§ Aim of the exercise: Please copy the records from the line containing "One point for each instance of the broad" through the end of the records, replacing "aquatic plant" with "water plant" and leaving everything else unchanged.

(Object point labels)
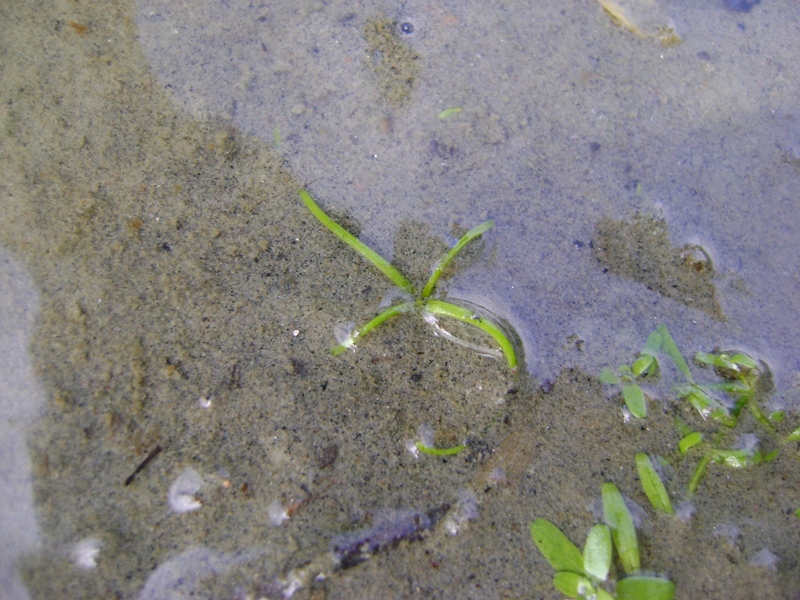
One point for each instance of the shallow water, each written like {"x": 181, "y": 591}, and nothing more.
{"x": 186, "y": 300}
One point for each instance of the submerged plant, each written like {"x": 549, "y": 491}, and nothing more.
{"x": 586, "y": 574}
{"x": 421, "y": 302}
{"x": 735, "y": 458}
{"x": 644, "y": 366}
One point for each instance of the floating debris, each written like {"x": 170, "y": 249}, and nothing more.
{"x": 644, "y": 18}
{"x": 465, "y": 510}
{"x": 181, "y": 493}
{"x": 277, "y": 513}
{"x": 84, "y": 553}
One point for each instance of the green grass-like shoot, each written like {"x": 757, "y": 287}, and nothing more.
{"x": 652, "y": 485}
{"x": 348, "y": 238}
{"x": 440, "y": 451}
{"x": 442, "y": 264}
{"x": 440, "y": 308}
{"x": 423, "y": 301}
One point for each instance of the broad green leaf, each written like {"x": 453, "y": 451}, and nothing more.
{"x": 794, "y": 436}
{"x": 682, "y": 427}
{"x": 653, "y": 343}
{"x": 608, "y": 376}
{"x": 643, "y": 365}
{"x": 572, "y": 584}
{"x": 669, "y": 348}
{"x": 652, "y": 484}
{"x": 561, "y": 553}
{"x": 690, "y": 441}
{"x": 603, "y": 595}
{"x": 640, "y": 587}
{"x": 618, "y": 518}
{"x": 597, "y": 553}
{"x": 713, "y": 360}
{"x": 635, "y": 400}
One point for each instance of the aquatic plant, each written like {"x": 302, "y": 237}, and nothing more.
{"x": 735, "y": 458}
{"x": 652, "y": 485}
{"x": 646, "y": 365}
{"x": 586, "y": 574}
{"x": 430, "y": 308}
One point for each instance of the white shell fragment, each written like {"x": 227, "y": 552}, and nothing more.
{"x": 277, "y": 513}
{"x": 181, "y": 493}
{"x": 84, "y": 553}
{"x": 644, "y": 18}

§ Finished task:
One point for each instance of the broad green leaf, each written like {"x": 453, "y": 451}, and nothing more.
{"x": 794, "y": 436}
{"x": 682, "y": 427}
{"x": 653, "y": 343}
{"x": 608, "y": 376}
{"x": 643, "y": 365}
{"x": 572, "y": 584}
{"x": 669, "y": 348}
{"x": 652, "y": 484}
{"x": 561, "y": 553}
{"x": 690, "y": 441}
{"x": 603, "y": 595}
{"x": 640, "y": 587}
{"x": 618, "y": 518}
{"x": 597, "y": 553}
{"x": 713, "y": 360}
{"x": 635, "y": 400}
One point for each instance of the water plant, each written like {"x": 302, "y": 237}, and nothing more.
{"x": 735, "y": 458}
{"x": 652, "y": 485}
{"x": 646, "y": 365}
{"x": 586, "y": 574}
{"x": 430, "y": 308}
One point for each instance of the white shell fragment, each written like {"x": 227, "y": 552}, and nothing more.
{"x": 277, "y": 513}
{"x": 181, "y": 493}
{"x": 84, "y": 553}
{"x": 644, "y": 18}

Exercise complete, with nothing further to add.